Activity:
Below is a set of records. Repeat them verbatim without the pictures.

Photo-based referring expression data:
== Segment start ==

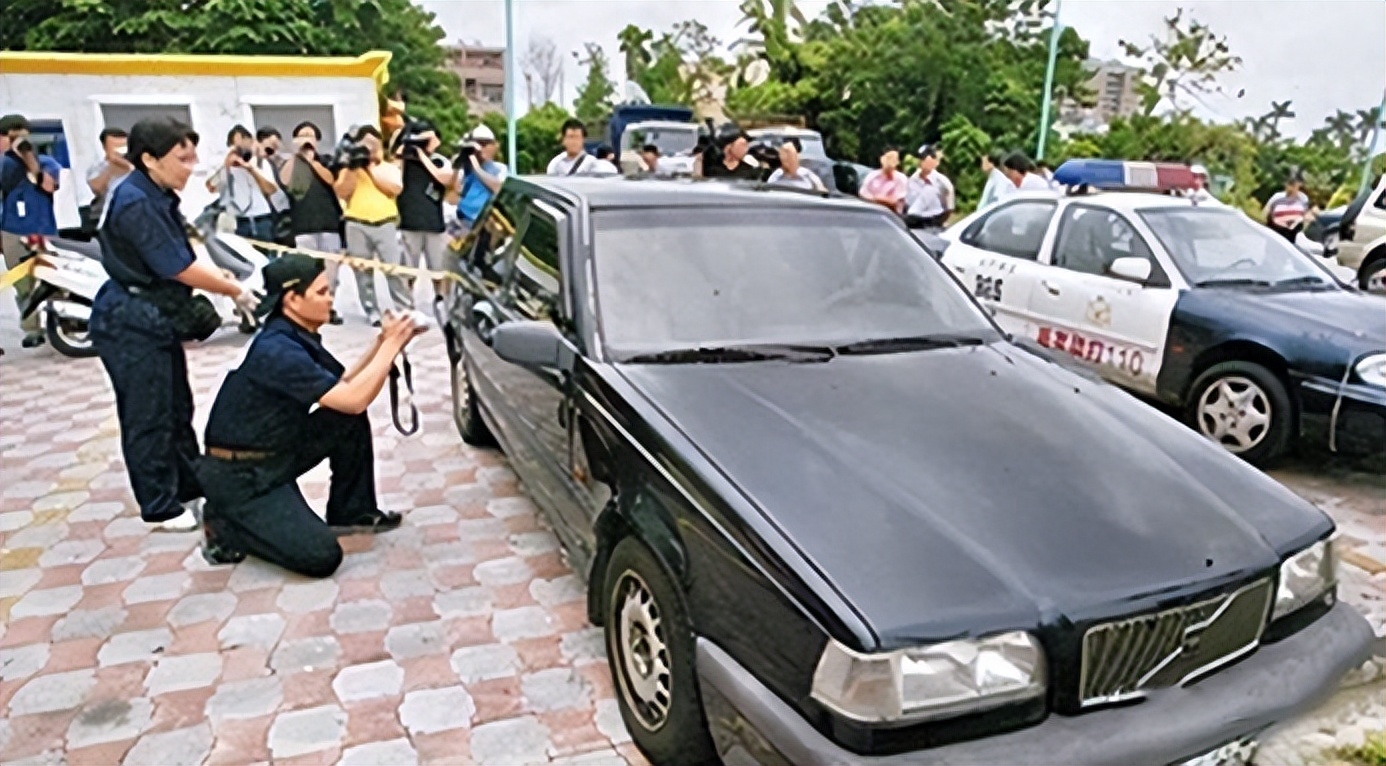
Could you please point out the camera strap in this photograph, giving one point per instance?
(401, 369)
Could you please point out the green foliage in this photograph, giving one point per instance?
(254, 27)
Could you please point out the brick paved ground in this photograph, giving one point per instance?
(459, 637)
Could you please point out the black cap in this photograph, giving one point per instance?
(291, 272)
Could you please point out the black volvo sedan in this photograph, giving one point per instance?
(828, 513)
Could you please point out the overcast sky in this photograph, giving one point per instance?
(1322, 54)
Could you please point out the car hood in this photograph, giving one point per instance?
(963, 491)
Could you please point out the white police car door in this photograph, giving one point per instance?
(995, 258)
(1113, 324)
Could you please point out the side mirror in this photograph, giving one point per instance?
(532, 344)
(1131, 269)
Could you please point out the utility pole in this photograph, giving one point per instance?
(1048, 81)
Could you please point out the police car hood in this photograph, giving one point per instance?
(961, 491)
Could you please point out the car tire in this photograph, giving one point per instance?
(653, 662)
(466, 412)
(1245, 407)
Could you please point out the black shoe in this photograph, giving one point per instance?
(369, 522)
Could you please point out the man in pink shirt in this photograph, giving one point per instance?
(886, 186)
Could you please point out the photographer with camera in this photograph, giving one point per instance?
(28, 182)
(264, 431)
(316, 215)
(244, 187)
(427, 176)
(146, 312)
(370, 187)
(480, 176)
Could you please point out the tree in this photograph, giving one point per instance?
(595, 96)
(544, 67)
(1182, 64)
(254, 27)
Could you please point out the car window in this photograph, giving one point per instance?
(1016, 229)
(682, 277)
(1091, 240)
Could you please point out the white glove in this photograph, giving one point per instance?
(247, 301)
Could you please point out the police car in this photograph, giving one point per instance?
(1189, 304)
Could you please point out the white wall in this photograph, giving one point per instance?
(215, 104)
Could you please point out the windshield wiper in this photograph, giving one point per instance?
(911, 342)
(724, 355)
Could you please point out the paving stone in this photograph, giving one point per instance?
(485, 662)
(306, 597)
(507, 743)
(89, 624)
(437, 709)
(361, 617)
(555, 689)
(111, 720)
(502, 571)
(463, 601)
(140, 646)
(304, 732)
(366, 682)
(71, 551)
(18, 582)
(525, 622)
(183, 672)
(306, 654)
(21, 662)
(47, 601)
(183, 745)
(106, 571)
(395, 752)
(416, 639)
(203, 607)
(56, 691)
(397, 586)
(157, 588)
(246, 698)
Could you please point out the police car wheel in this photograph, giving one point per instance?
(1245, 407)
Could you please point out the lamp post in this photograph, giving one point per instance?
(510, 86)
(1048, 81)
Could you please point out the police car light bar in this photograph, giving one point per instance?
(1117, 175)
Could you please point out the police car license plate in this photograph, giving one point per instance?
(1238, 752)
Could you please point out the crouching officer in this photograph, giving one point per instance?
(264, 432)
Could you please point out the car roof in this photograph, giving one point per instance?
(607, 193)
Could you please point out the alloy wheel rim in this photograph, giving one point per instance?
(642, 653)
(1235, 413)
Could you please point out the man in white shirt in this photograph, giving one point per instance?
(573, 159)
(929, 197)
(792, 172)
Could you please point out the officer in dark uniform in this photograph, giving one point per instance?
(264, 432)
(139, 320)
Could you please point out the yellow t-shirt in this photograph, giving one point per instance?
(367, 204)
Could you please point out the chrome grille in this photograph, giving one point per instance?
(1152, 651)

== Segment end ==

Reply:
Could you please point out the camera strap in this photograph, giving one point per instance?
(401, 369)
Could you please point out the green foliage in this photograph, giving one point per instance?
(254, 27)
Could you please point out the brick paved ground in this photograph, giving one point per instance?
(459, 637)
Could you please point out the black cap in this photograph, giving one point per instance?
(291, 272)
Could you please point out the black volvo sedan in this photograph, giving one point per instance?
(828, 513)
Could you please point out the overcast sky in this photograph, giving one point per instance?
(1322, 54)
Could you please point out the car hood in this photograph, giving one point per instance?
(963, 491)
Could you please point out the white police car door in this photograph, giving one point per instance?
(995, 258)
(1113, 324)
Could you please point out the side mirror in this photograph, giving one point per instance?
(532, 344)
(1131, 269)
Could you please point out the utility pole in this photograph, giving one point per instance?
(1048, 81)
Could you please point out the police car hood in this photograph, giving one point per instance?
(961, 491)
Could you please point out the car tire in this photograph, giving one point per instance?
(653, 662)
(466, 412)
(1245, 407)
Could you please point out the black shoe in this photograph, giving one point per instance?
(369, 522)
Could you please point out the man in pink shirt in this photograph, giving one point per instance?
(886, 186)
Could you please point out the photographer with camera in this photograph, giving one point per instance?
(28, 182)
(264, 431)
(316, 215)
(244, 187)
(427, 176)
(146, 312)
(370, 187)
(480, 176)
Could you please point out the tree in this photograph, giving one point per instance?
(595, 96)
(544, 67)
(1182, 64)
(254, 27)
Could you please point out the car window in this photograph, giving one point per instance?
(1016, 229)
(682, 277)
(1091, 240)
Could you please point out the white glove in this photograph, giving one point per instance?
(247, 301)
Could you please point out the police car in this photograph, giving one point per instance?
(1189, 304)
Could you please point out the white wall in this photograph, giving one point per instance?
(215, 104)
Could you please point out the windshield wiper in this photograph, giving one point per instance?
(911, 342)
(724, 355)
Could you please point out the paving stone in this photograph, giving one point per instance?
(485, 662)
(306, 597)
(507, 743)
(89, 624)
(437, 709)
(361, 617)
(555, 689)
(111, 720)
(502, 571)
(463, 601)
(140, 646)
(304, 732)
(366, 682)
(71, 551)
(18, 582)
(525, 622)
(183, 672)
(306, 654)
(21, 662)
(47, 601)
(183, 745)
(106, 571)
(395, 752)
(416, 639)
(203, 607)
(56, 691)
(397, 586)
(157, 588)
(246, 698)
Could you please point out the police car wheel in this photograph, giving one point per instance?
(1245, 407)
Could you please point out the lamp post in this photograph, giving one point per instance?
(510, 86)
(1048, 81)
Could you please point out the police car light bar in this photograph, giving one point per instance?
(1117, 175)
Could you please point out the police car license plate in this photograph, giving one point per instance?
(1238, 752)
Could you please point out the crouching officer in this photograph, giving one point per instance?
(264, 432)
Could you please point out the car roof in this photograph, giving one point per instance?
(607, 193)
Could you please point out the alloy wheel rim in this photograph, giving one point per instance?
(642, 653)
(1235, 413)
Could you please point out the man in white shirt in this photograph, giving one point per instance?
(573, 159)
(929, 197)
(792, 172)
Could you please point out the officer in dark uniform in this photograph, giving one point per instance?
(264, 432)
(139, 320)
Could you please point out the yellow t-shirt in this photograph, giving one point per instance?
(367, 204)
Could you please point out the chrome grille in this photograph, giving one point per instance?
(1152, 651)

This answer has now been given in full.